TO BE DONE. Extract the lines of the records from the one containing "TARGET: riverbank" through the end of the records, inclusive, and reproduce them verbatim.

Point annotation dataset records.
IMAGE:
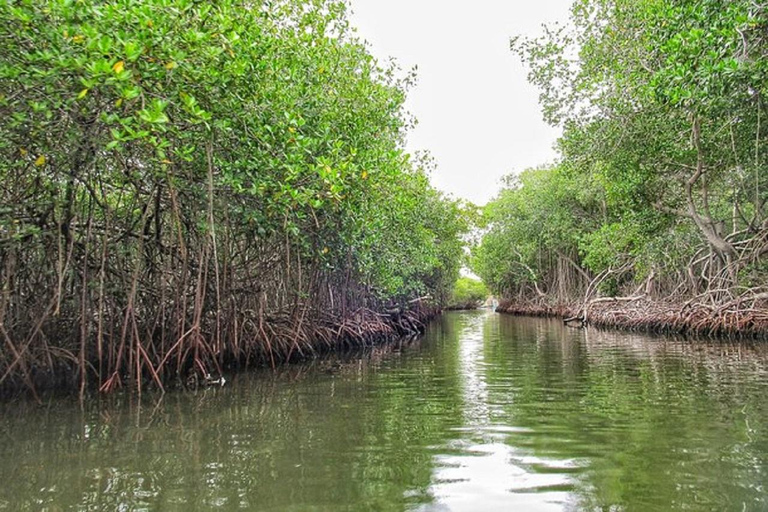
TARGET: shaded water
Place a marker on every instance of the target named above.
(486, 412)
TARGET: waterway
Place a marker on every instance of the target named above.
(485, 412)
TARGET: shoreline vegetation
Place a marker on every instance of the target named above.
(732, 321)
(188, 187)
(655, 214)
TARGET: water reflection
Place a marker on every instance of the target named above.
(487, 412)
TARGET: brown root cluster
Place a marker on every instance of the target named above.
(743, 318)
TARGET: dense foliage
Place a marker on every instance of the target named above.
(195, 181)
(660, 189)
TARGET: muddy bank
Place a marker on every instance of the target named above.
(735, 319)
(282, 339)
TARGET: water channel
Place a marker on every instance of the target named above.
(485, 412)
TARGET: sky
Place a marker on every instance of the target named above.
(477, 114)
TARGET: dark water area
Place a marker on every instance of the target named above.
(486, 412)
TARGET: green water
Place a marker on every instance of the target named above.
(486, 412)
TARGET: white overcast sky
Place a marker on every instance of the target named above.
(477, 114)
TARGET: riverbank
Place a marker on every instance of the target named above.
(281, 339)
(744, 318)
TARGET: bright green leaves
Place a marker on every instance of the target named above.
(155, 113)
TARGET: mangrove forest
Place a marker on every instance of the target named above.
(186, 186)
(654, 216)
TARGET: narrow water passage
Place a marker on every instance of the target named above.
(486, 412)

THE REPLY.
TARGET: riverbank
Place a marker on every instance of the target named above.
(281, 339)
(744, 318)
TARGET: bright green leaves
Place a marker on every instance of the target named above.
(155, 113)
TARGET: mangrove forest
Place a marker on every instance of the target named above.
(186, 186)
(654, 216)
TARGET: narrow water passage
Place a marker on every instance of the target named above.
(486, 412)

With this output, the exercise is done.